Named object pointing entries
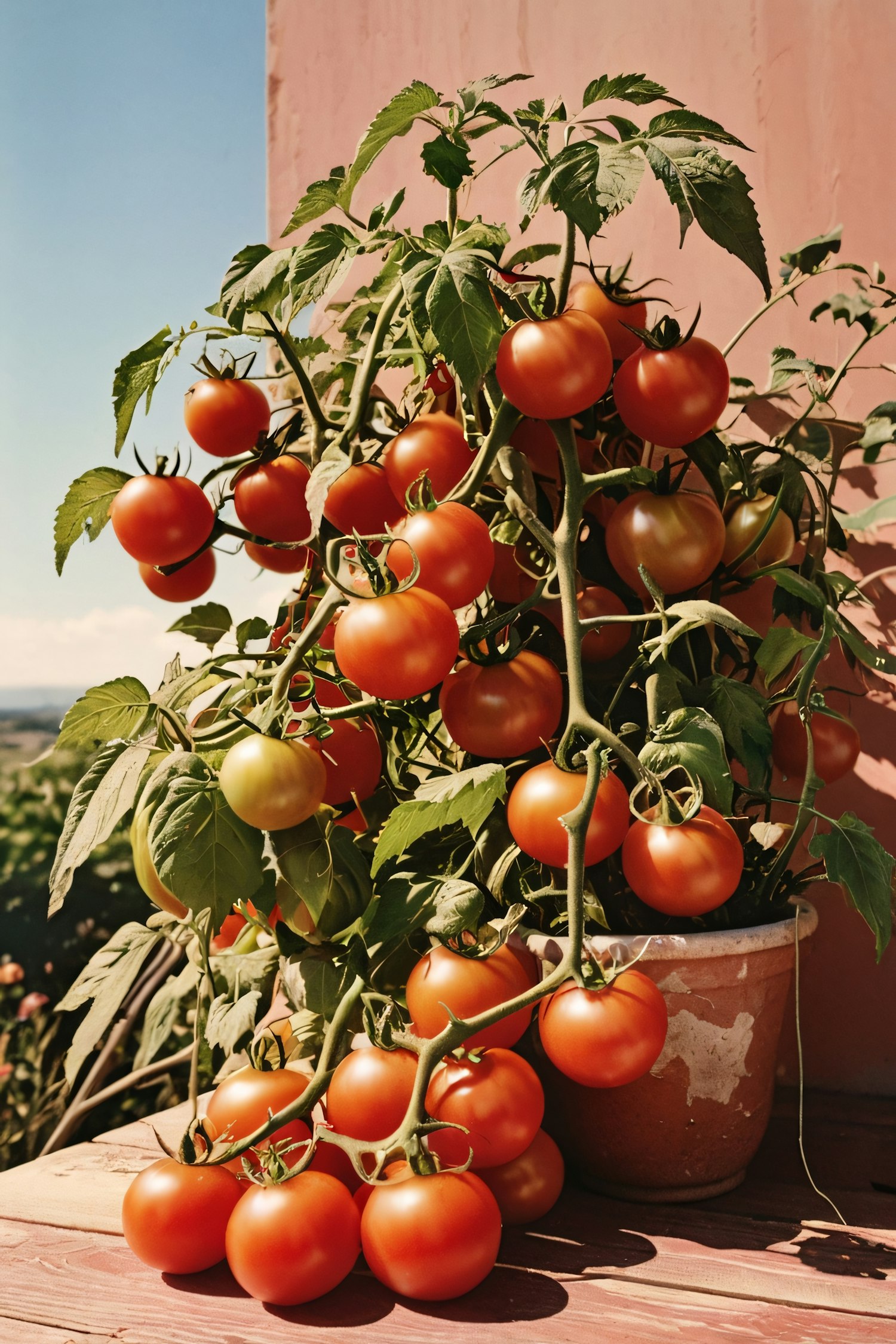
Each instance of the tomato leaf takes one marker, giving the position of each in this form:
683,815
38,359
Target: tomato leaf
860,864
85,508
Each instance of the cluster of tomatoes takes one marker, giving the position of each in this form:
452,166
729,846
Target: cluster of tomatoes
289,1238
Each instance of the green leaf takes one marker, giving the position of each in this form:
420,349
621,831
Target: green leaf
207,622
394,120
106,980
136,375
113,710
461,799
319,198
860,864
85,508
691,738
99,803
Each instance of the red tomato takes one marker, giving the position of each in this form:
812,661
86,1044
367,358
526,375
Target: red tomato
241,1103
590,299
432,1237
293,1242
834,741
433,444
554,369
677,538
226,416
671,397
684,870
183,585
269,499
544,794
400,646
528,1186
605,1038
370,1092
468,986
174,1217
503,710
161,519
455,551
498,1098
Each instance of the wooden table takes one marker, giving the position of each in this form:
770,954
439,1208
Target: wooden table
763,1262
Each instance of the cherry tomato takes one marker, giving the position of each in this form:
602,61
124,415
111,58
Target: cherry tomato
370,1092
544,794
269,499
433,444
836,744
554,369
174,1217
503,710
677,538
684,870
360,501
746,523
226,416
671,397
498,1098
455,551
528,1186
161,519
590,299
400,646
605,1038
469,986
293,1242
272,784
432,1237
241,1103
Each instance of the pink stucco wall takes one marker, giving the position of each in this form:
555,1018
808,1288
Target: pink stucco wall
808,84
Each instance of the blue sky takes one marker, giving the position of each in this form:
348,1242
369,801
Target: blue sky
133,167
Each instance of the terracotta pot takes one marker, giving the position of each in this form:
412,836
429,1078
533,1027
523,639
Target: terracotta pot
689,1128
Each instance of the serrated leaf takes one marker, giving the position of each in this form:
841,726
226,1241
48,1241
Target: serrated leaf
136,377
85,508
113,710
860,864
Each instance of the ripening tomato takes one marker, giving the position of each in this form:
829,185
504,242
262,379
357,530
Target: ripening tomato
610,314
175,1217
432,1237
684,870
433,444
370,1092
544,794
293,1242
269,499
161,519
677,538
672,397
185,585
836,744
505,708
400,646
745,524
455,551
272,784
469,986
554,369
498,1098
226,416
528,1186
605,1038
241,1103
360,501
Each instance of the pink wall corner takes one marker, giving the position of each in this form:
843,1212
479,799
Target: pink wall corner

Stated goal = With the line containing "Each instance of the red" as the first and the last line of the records as the final one, print exactly the lines in that span.

Worked solution =
Each instance of the red tomato takes one marker, giving the position of each in this form:
812,661
86,1044
367,358
526,375
Target: red tomato
241,1103
590,299
432,1237
293,1242
834,741
433,444
554,369
677,538
226,416
671,397
684,870
183,585
269,499
544,794
400,646
528,1186
605,1038
370,1092
468,986
174,1217
503,710
161,519
455,551
498,1098
Each instance of the wooden table takes one marker, giving the position of each in this form:
770,954
439,1208
Target: wooden table
763,1262
Each instance of the cherry tomato takes one marker, giving the position of each in this form:
602,61
124,415
111,58
Target: cherry tomato
370,1092
544,794
269,499
433,444
836,744
554,369
174,1217
503,710
677,538
684,870
360,501
746,523
226,416
671,397
498,1098
455,551
528,1186
161,519
590,299
400,646
605,1038
469,986
293,1242
272,784
432,1237
241,1103
Each instance of the pink stucco wall takes one marker, giving the position of each in this form:
555,1018
808,1288
Target: pink stucco wall
808,84
Each instance of the blue sky takes one marker, giving the position of each in this form:
348,1242
369,801
Target: blue sky
133,167
Each instance of the terracotta pot takes one marker, giving the position of each in this form:
412,836
429,1078
533,1027
523,639
Target: terracotta pot
689,1128
Each instance of the serrated leaf takes one marker, giving the position of each in this form:
841,726
226,1241
48,1241
Target: serrated leaf
136,377
85,508
113,710
860,864
Each instance of the ripening tomato takes one marker, giving the position of each in this form:
829,185
504,242
262,379
357,530
Target: ripening tomato
610,314
175,1217
432,1237
684,870
433,444
370,1092
544,794
293,1242
269,499
161,519
677,538
672,397
185,585
836,744
505,708
400,646
745,524
455,551
272,784
469,986
554,369
498,1098
226,416
528,1186
605,1038
241,1103
360,501
Each instance of the pink wall corner takes one marker, giving the position of each in this form:
843,1212
479,799
Target: pink wall corner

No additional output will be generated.